PROVIDED TEXT:
☆ ☆ ☆ ☆ ☆ ☆ ☆
[squeak-dev] [Pharo-dev] Byte & String collection hash performance; a modest proposal for change.

Mon May 1 07:09:29 UTC 2017

I see no replies to this on any of the three lists it was sent to, so I
guess I'll chime in.

tl;dr:
Making a primitive for #hashMultiply, probably a good idea, in some
form, since doing it in Smalltalk is awkward.
Only hashing every N-th character of large strings, probably a very bad
idea. Performance might well get worse, the complexity does not seem
justified, and it would open a sizeable security hole.

More verbiage below for those interested.

Regards,
-Martin

On 04/18/2017 07:09 PM, Eliot Miranda wrote:
> Hi All,
>
>     the hash algorithm used for ByteString in Squeak and Pharo is good
> for "small" strings and overkill for large strings. 

Why do you say it's overkill for large strings? Are there applications
with large strings that are being negatively impacted by the current
algorithm? Which ones, and impacted how?

> It is important in many applications to get well distributed string
> hashes, especially over the range of strings that constitute things
> like method names, URLs, etc.  Consequently, the current algorithm
> includes every character in a string.  This works very well for
> "small" strings and results in very slow hashes (and hence long
> latencies, because the hash is an uninterruptible primitive) for large
> strings, where large may be several megabytes.

A simple solution for the uninterruptable primitive is to not make it a
primitive. Make #hashMultiply a primitive (since this particular kind of
numeric modulo computation is really painful in Smalltalk), and do the
rest in a loop in Smalltalk. It sounds like you've done the
#hashMultiply primitive already.
☆ ☆ ☆ ☆ ☆ ☆ ☆
STATED PROBLEM 1:
From the hash-performance reply, copy the stretch from "[squeak-dev] [Pharo-dev] Byte" through "sizeable security hole." word for word.
STATED PROBLEM 2:
Answer these questions from the hash-performance reply:
(a) Which operation does Martin suggest making a primitive?
(b) According to the quoted message, how large may "large" strings be?
(c) In which two systems is the ByteString hash algorithm described as good for "small" strings?
STATED PROBLEM 3:
Write the next part of the hash-performance reply, starting after its final sentence.

DATA PROVIDED:
☆ ☆ ☆ ☆ ☆ ☆ ☆
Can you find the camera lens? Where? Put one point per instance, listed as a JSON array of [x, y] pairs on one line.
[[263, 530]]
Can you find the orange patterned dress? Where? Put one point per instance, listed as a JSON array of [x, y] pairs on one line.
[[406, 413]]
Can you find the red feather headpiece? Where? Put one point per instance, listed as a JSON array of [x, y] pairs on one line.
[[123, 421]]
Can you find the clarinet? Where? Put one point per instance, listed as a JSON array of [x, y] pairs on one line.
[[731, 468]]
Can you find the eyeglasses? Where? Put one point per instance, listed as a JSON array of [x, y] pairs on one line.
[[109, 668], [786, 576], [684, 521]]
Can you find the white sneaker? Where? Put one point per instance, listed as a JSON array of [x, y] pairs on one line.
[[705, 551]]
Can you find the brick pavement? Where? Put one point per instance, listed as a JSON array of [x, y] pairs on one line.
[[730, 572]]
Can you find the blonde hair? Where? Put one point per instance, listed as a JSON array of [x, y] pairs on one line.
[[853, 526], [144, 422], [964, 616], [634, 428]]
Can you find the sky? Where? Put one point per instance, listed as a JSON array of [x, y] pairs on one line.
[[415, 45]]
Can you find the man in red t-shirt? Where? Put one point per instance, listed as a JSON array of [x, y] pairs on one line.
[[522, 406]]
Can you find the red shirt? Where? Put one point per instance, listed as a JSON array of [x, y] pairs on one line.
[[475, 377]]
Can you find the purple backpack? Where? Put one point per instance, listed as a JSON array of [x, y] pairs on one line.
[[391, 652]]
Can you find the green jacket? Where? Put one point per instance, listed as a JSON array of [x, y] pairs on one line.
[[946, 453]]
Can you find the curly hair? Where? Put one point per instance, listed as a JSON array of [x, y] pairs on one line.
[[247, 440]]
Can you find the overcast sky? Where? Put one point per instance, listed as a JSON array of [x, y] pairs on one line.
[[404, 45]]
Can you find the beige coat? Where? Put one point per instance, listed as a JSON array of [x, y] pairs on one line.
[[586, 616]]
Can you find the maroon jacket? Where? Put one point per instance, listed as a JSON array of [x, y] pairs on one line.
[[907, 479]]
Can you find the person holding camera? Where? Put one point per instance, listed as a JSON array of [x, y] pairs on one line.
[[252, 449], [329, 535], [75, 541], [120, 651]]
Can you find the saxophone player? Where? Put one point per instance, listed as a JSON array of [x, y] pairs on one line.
☆ ☆ ☆ ☆ ☆ ☆ ☆
TASK ANSWER 1:
[squeak-dev] [Pharo-dev] Byte & String collection hash performance; a modest proposal for change.

Mon May 1 07:09:29 UTC 2017

I see no replies to this on any of the three lists it was sent to, so I
guess I'll chime in.

tl;dr:
Making a primitive for #hashMultiply, probably a good idea, in some
form, since doing it in Smalltalk is awkward.
Only hashing every N-th character of large strings, probably a very bad
idea. Performance might well get worse, the complexity does not seem
justified, and it would open a sizeable security hole.

TASK ANSWER 2:
(a) #hashMultiply
(b) Several megabytes
(c) Squeak and Pharo

TASK ANSWER 3:
If the overhead of calling a primitive for each character proves to be
too much, even with the faster primitive calling methodologies you
talked about in the "Cog Primitive Performance" thread on the Vm-dev
list, a more complex primitive could take a range of bytes, so large
strings would be done in batches, solving the latency problem.

>
> Let's look at the basic hash algorithm. 
[...]
>
> In looking at this I've added a primitive for hashMultiply; primitive
> #159 implements precisely self * 1664525 bitAnd: 16r0FFFFFFF for
> SmallInteger and LargePositiveInteger receivers, as fast as possible
> in the Cog JIT.  With this machinery in place it's instructive to
> compare the cost of the primitive against the non-primitive Smalltalk
> code.
>
> First let me introduce a set of replacement hash functions, newHashN. 
> These hash all characters in strings up to a certain size, and then no
> more than that number for larger strings.  Here are newHash64 and
> newHash2048, which use pure Smalltalk, including an inlined
> hashMultiply written to avoid SmallInteger overflow.  Also measured
> are the obvious variants newHash128, newHash256, newHash512 & mewHash1024.
>
>
[...]
> So the idea here is to step through the string by 1 for strings sizes
> up to N - 1, and by greater than 1 for strings of size >= N, limiting
> the maximum number of characters sampled to between N // 2 and N - 1. 

The history of computing is littered with the bones of those who have
tried this kind of thing. It doesn't end well. Yes, you get a faster
hash function. And then you find, for sets of data that you or your
users actually want to use, that you get collisions like crazy, and much
worse overall performance than you started with.

Sure, it works OK for the sets of data that the designer *tested*, and
probably for the sets of data that they *anticipated*. But real-world
data is tricky. It includes data sets where the characters that differ
are the ones that the hash thinks are unimportant, and there goes your
performance, by orders of magnitude. For instance, early versions of
Java used a limited number of characters to hash strings. One of the
biggest compatibility-breaking changes they were forced to make in later
Java versions was to consider *all* characters in hashing. It turned out
that it was very common to hash URLs, and many distinct URLs had most of
their characters in common.

And you don't always get to choose your data -- sometimes you have an
opponent who is actively looking to create collisions as a
denial-of-service attack. There was a fair-sized kerfluffle about this a
few years ago -- most web scripting languages made it too easy to mount
this kind of attack.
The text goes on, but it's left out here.